Goal -
Copy the line containing "Exercise. Spot the person", then all lines after it up to and including the final line of the material, exactly and without additions.

(Raw records)
----
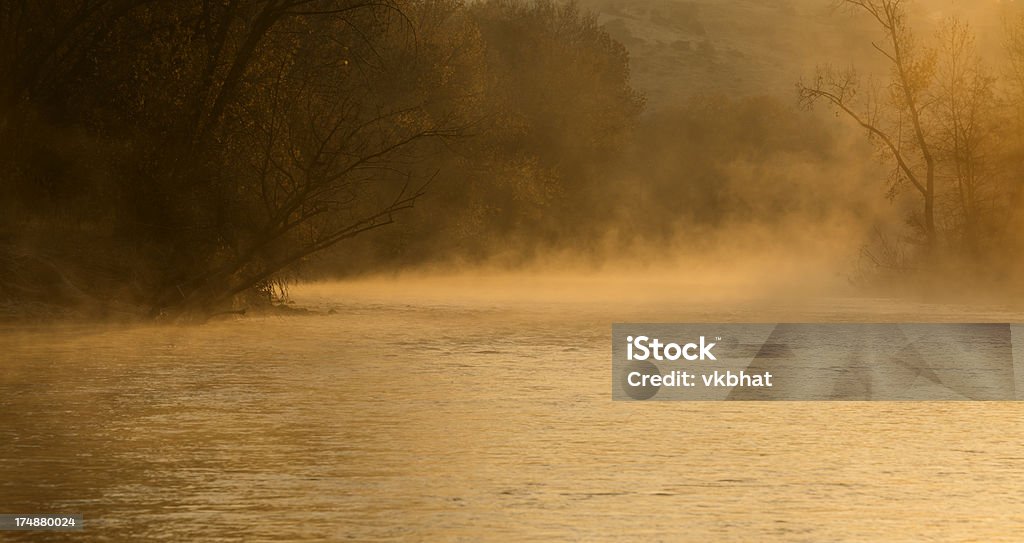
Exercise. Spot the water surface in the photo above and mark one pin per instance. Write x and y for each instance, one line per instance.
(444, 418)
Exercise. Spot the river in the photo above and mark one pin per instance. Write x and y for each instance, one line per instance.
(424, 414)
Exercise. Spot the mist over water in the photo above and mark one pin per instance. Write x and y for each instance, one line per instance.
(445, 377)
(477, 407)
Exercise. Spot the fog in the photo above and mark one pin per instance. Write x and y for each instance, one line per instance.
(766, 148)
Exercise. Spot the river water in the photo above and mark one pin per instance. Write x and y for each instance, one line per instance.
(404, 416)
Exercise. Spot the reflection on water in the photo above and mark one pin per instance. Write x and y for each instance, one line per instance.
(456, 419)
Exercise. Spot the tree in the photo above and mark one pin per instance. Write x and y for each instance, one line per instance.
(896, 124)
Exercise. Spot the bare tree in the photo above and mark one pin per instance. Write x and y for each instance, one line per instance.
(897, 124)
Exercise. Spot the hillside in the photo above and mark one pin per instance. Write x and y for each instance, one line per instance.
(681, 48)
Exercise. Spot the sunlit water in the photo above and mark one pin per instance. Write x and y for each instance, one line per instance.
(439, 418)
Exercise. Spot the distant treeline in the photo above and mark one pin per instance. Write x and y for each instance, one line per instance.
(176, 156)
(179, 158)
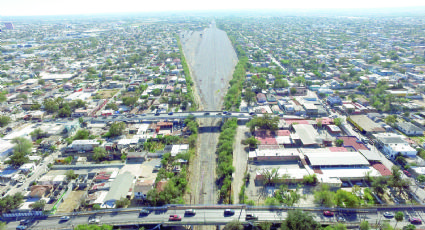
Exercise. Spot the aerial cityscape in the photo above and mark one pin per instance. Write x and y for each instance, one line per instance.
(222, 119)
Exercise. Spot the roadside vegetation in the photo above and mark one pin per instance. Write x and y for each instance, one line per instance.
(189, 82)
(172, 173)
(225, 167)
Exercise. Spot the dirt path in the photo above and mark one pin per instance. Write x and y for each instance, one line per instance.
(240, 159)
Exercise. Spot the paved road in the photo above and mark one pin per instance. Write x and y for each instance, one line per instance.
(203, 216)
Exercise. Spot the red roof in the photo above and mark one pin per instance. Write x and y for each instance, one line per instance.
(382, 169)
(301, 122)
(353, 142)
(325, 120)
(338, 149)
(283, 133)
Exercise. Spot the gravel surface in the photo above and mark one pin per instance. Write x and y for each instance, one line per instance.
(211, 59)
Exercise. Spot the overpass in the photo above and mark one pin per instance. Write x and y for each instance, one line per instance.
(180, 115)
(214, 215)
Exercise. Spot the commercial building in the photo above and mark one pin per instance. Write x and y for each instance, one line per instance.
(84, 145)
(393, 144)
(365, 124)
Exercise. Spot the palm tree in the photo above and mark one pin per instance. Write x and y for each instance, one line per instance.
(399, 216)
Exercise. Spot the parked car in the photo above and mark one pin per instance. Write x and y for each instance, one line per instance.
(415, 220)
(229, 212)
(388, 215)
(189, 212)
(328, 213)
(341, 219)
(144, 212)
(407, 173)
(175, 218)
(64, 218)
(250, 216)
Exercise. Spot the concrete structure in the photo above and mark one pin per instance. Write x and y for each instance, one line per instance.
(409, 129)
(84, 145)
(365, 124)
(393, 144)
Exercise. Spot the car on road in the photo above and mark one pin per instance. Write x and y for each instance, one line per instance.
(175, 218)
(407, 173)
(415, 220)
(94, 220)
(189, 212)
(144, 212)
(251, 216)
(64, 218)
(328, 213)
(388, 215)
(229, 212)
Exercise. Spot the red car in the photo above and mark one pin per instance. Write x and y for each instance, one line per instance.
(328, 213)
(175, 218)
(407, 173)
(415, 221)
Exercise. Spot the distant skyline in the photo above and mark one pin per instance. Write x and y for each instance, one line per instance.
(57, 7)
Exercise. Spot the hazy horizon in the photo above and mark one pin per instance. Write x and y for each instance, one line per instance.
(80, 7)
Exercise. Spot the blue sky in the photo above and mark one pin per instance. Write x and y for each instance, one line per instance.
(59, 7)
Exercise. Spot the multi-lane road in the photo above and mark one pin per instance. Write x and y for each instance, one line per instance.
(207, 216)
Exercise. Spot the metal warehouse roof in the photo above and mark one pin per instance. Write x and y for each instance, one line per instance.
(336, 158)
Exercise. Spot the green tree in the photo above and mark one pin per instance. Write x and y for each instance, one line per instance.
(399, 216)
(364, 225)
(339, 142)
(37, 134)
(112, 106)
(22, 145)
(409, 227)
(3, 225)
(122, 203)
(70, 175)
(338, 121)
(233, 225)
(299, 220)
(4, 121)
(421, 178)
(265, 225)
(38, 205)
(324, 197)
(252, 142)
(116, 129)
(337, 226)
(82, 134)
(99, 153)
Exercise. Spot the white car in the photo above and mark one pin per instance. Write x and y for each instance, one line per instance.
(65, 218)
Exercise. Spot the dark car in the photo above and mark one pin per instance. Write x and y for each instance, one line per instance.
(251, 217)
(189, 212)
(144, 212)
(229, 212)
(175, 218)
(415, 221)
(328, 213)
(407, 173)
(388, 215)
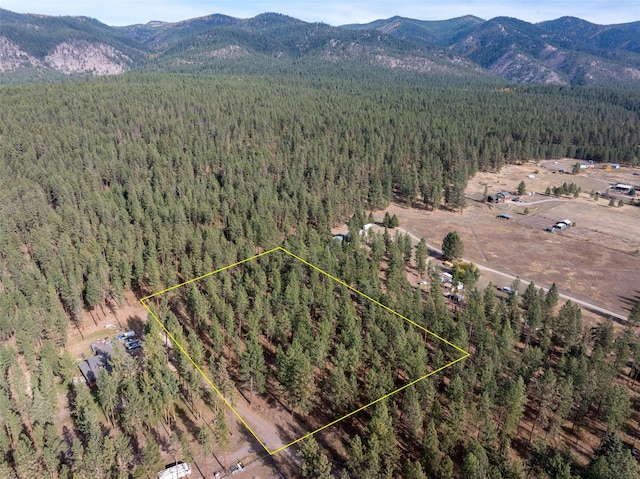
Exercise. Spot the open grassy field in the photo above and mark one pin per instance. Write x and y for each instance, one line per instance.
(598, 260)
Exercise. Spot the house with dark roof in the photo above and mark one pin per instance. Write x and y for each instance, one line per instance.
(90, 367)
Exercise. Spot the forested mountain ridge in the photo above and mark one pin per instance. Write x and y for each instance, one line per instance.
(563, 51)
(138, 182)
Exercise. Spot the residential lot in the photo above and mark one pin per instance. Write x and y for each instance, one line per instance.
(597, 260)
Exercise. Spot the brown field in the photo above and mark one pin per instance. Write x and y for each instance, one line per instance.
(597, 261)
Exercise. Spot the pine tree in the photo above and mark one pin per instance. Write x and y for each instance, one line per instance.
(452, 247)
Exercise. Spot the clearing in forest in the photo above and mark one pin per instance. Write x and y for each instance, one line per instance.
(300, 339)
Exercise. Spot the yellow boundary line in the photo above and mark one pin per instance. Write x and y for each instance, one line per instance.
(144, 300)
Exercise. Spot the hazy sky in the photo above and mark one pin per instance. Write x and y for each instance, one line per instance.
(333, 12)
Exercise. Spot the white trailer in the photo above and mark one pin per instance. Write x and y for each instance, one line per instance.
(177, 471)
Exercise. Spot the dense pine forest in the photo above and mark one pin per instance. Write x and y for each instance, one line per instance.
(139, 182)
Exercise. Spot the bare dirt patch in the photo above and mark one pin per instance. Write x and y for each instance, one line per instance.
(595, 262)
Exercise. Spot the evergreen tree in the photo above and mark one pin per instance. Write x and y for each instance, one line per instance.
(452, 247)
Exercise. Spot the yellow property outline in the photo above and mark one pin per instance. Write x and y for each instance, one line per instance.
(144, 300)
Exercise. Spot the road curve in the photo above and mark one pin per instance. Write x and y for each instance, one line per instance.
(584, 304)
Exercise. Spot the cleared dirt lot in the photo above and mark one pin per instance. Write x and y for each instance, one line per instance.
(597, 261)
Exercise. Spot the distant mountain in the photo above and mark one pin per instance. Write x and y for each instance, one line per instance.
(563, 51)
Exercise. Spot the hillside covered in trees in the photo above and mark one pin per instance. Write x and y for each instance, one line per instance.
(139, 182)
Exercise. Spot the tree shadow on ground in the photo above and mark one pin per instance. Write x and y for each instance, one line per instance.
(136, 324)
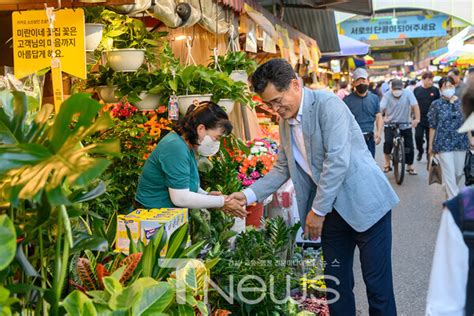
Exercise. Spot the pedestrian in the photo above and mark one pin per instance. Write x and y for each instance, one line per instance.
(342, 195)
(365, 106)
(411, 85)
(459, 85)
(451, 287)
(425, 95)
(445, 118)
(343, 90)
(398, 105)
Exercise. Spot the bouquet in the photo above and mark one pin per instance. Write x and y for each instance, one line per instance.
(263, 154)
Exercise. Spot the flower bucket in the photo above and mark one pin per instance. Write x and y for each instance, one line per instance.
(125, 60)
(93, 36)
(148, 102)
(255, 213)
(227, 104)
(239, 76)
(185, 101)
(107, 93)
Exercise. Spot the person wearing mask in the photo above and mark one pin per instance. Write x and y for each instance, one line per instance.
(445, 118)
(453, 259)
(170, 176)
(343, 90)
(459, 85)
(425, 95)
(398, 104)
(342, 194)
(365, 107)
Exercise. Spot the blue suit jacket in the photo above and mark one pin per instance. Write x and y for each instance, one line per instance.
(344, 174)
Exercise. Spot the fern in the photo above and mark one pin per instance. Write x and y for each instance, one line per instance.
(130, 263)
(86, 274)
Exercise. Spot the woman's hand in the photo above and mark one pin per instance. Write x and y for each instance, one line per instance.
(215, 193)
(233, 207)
----
Finished answer -
Exercise. Spot the person wearing mask in the photo above and mark one pin per instance. Write x and y for each instance, one line per instance.
(445, 118)
(453, 259)
(170, 176)
(343, 90)
(459, 85)
(425, 95)
(398, 104)
(342, 194)
(365, 107)
Exercise. Spot the blue suit jacket in the photo above and mark one pin per instance. Write x and y for each instance, one line per instance.
(344, 174)
Exercise. Spot the fern in the photo above and mark one pin per instance. Write x and y for each instance, one line per instance.
(130, 263)
(86, 274)
Exercise. Spot the woman's hand in the photo above and mark one pin per instance. Write x and y for each instance, one line per instance.
(215, 193)
(233, 207)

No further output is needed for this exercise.